──────── Selected excerpt

According to another aspect of the present disclosure, a method of controlling a vehicle with a fluid reservoir and an engine may comprise sensing a pressure within the fluid reservoir and derating the engine when the pressure is greater than a first pressure.
According to another aspect of the present disclosure, a vehicle may comprise a forced induction engine, fluid reservoir, sensor, pneumatic line, first pneumatic check valve, second pneumatic check valve, and a controller. The sensor may be configured to measure a pressure within the fluid reservoir. The pneumatic line may comprise a first pneumatic check valve and may be pneumatically connected to the fluid reservoir and intake air of the forced induction engine. The first pneumatic check valve may be configured to allow air flow from intake air of the forced induction engine to the fluid reservoir at a first pressure. The second pneumatic check valve may be pneumatically connected to the fluid reservoir and the atmosphere, and may be configured to allow air flow from the fluid reservoir to the atmosphere at a second pressure, where the second pressure greater than the first pressure. The controller may be in communication with the engine and the sensor and may be configured to derate the engine when the pressure within the fluid reservoir is above a third pressure, where the third pressure is greater than the second pressure.
The present disclosure relates to a reservoir that may be pressurized by intake air of the vehicle's engine instead of by an additional component, hydraulic actuation, or a temperature change. For certain vehicles and applications, this may allow for more consistent pressurization, including less variance based on altitude, temperatures, and vehicle usage. The present disclosure also relates to derating the engine or components drawing fluid from the reservoir, such as a hydraulic pump, when the pressure within the reservoir falls outside a pressure band.
The above and other features will become apparent from the following description and accompanying drawings.
BRIEF DESCRIPTION OF THE DRAWINGS
The detailed description of the drawings refers to the accompanying figures in which:
FIG. 1 is a left side elevation view of a vehicle with a hydraulic reservoir.
FIG. 2 is a perspective view of a pneumatic connection between a forced induction engine and the hydraulic reservoir.
FIG. 3 is a schematic of a reservoir pressurization system.
FIG. 4 is a flowchart illustrating a control system for reservoir pressurization.

────────────────
──────── Data extract

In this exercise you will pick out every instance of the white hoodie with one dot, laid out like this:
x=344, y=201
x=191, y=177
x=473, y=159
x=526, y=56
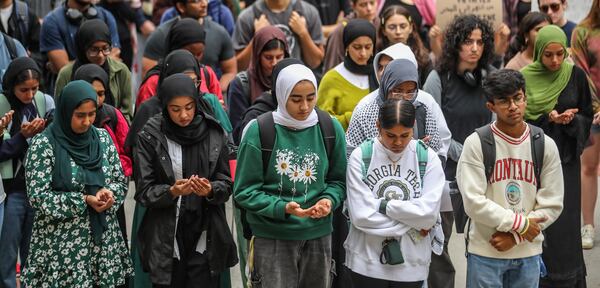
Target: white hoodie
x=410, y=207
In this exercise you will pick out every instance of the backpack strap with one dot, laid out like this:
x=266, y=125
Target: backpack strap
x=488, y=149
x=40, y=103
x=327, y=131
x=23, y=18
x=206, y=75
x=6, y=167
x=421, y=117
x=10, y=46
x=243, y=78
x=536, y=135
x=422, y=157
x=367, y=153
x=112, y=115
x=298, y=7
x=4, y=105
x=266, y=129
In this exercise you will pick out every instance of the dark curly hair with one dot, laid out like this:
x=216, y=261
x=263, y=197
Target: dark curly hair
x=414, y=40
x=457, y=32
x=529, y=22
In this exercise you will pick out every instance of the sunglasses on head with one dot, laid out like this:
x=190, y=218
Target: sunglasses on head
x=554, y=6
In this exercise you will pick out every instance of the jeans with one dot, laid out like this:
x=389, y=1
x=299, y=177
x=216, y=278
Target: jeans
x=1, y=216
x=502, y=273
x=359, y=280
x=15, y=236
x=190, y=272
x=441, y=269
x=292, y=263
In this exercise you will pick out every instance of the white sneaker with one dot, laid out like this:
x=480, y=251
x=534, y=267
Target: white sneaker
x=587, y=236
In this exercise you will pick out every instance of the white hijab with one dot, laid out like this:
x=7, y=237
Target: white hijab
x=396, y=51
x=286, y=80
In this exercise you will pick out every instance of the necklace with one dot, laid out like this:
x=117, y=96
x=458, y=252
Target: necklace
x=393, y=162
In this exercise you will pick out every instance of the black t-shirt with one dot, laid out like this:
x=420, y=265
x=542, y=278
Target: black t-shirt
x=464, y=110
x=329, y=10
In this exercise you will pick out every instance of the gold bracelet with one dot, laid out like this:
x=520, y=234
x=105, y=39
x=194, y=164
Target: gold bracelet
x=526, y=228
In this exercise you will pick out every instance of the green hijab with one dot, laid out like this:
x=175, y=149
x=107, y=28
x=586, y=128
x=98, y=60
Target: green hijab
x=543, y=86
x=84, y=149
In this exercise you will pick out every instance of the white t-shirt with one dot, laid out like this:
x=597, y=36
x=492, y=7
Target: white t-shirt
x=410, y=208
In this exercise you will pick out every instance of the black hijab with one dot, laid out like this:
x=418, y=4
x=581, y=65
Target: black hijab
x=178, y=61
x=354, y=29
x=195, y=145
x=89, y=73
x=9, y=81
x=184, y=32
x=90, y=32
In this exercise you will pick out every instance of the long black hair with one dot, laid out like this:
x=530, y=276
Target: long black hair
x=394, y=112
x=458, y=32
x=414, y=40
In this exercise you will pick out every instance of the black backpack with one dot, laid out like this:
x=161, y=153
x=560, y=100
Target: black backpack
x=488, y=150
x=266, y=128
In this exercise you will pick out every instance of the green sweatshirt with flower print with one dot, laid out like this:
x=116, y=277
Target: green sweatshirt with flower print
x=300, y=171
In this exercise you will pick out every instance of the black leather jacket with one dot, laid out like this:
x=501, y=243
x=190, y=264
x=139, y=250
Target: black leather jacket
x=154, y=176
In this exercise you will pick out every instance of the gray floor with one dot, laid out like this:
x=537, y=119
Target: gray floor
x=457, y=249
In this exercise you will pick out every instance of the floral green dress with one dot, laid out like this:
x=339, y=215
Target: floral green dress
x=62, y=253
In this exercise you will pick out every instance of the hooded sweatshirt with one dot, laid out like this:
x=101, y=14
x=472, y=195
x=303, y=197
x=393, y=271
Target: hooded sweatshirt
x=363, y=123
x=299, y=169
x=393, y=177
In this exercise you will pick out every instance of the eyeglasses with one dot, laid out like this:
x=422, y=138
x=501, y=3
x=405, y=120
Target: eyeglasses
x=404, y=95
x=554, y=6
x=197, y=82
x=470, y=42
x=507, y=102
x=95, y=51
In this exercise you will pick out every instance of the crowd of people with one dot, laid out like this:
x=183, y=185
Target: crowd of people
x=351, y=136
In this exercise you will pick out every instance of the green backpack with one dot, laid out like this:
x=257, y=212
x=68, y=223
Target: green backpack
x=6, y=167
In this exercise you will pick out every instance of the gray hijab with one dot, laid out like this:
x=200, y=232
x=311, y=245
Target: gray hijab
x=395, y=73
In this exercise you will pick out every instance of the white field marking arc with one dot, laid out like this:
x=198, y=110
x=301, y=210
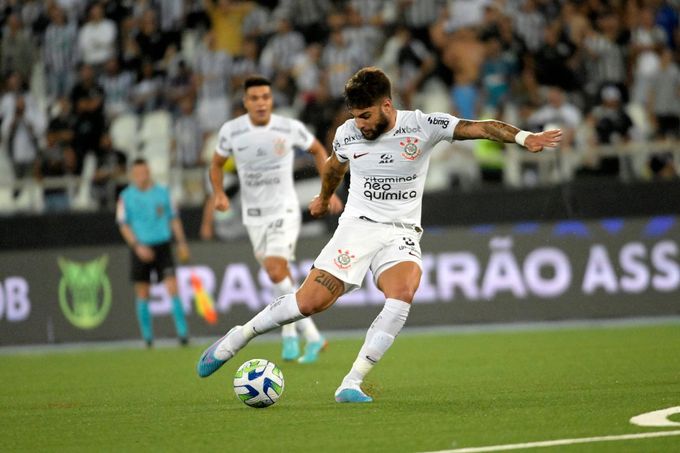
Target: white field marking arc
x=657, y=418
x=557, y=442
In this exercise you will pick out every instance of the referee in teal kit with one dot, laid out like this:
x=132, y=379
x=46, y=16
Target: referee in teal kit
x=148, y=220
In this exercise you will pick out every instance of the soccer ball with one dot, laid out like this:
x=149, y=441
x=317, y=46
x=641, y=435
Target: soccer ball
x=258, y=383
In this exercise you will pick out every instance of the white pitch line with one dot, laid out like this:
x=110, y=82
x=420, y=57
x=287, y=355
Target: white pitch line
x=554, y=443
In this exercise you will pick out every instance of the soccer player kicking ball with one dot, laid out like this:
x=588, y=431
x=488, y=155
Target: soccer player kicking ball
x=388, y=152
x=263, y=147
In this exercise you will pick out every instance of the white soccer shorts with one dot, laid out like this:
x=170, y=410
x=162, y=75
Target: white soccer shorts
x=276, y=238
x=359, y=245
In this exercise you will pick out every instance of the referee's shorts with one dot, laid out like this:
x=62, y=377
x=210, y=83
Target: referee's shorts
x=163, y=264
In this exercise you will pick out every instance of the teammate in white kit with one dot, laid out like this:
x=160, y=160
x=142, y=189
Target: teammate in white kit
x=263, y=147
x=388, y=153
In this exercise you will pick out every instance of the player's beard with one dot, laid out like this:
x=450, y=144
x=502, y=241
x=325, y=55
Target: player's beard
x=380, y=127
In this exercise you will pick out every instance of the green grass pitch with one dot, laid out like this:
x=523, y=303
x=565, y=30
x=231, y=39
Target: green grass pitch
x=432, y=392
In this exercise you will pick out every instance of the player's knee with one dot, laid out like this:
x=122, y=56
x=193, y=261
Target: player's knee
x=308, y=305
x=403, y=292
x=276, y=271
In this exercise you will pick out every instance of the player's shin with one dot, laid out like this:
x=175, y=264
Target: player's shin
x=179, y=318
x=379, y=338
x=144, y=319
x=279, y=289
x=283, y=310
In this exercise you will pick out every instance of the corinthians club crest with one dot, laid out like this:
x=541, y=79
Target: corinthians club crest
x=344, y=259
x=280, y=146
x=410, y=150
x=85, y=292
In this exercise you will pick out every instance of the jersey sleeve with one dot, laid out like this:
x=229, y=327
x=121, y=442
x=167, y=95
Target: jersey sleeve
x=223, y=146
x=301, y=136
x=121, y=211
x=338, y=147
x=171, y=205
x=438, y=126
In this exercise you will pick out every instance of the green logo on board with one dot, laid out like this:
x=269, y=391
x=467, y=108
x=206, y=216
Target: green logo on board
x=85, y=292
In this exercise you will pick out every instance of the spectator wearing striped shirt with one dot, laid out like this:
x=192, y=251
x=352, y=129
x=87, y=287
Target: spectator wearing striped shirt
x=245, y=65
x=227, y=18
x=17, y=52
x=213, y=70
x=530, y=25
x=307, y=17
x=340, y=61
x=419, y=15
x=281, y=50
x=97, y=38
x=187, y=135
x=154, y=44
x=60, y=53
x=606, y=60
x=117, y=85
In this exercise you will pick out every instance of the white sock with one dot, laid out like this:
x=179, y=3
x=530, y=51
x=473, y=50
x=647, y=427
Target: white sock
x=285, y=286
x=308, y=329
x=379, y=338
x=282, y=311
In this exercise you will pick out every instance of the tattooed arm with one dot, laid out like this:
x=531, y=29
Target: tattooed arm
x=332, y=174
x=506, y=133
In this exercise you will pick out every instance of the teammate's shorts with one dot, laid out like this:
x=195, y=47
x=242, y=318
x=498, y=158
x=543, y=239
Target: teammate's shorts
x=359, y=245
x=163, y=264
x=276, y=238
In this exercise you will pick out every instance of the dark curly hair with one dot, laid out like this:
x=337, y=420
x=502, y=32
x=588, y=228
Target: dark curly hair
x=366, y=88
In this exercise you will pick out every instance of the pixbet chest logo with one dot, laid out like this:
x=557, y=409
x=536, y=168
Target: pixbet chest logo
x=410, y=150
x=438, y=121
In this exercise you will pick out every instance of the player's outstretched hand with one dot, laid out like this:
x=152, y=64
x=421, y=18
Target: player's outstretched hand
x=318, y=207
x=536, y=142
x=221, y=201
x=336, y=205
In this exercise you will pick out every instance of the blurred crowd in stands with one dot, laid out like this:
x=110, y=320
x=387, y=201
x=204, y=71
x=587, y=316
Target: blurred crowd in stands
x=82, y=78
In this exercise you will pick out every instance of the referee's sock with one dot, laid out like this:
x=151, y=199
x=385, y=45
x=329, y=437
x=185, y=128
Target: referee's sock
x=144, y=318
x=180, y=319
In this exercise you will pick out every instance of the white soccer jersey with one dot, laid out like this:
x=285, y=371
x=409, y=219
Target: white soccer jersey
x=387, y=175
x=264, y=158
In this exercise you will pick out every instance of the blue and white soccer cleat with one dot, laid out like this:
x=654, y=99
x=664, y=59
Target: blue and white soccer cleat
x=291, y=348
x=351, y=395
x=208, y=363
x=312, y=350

────────────────

▶ Stated exercise 1
In the reservoir pressurization text, rewrite the passage starting with "BRIEF DESCRIPTION OF" and going on through "for reservoir pressurization.", changing "hydraulic reservoir" to "hydraulic tank".
▶ Stated exercise 2
In the reservoir pressurization text, list every component named in the sentence that begins "According to another aspect of the present disclosure, a vehicle may comprise".

▶ Correct output 1
BRIEF DESCRIPTION OF THE DRAWINGS
The detailed description of the drawings refers to the accompanying figures in which:
FIG. 1 is a left side elevation view of a vehicle with a hydraulic tank.
FIG. 2 is a perspective view of a pneumatic connection between a forced induction engine and the hydraulic tank.
FIG. 3 is a schematic of a reservoir pressurization system.
FIG. 4 is a flowchart illustrating a control system for reservoir pressurization.

▶ Correct output 2
- forced induction engine
- fluid reservoir
- sensor
- pneumatic line
- first pneumatic check valve
- second pneumatic check valve
- controller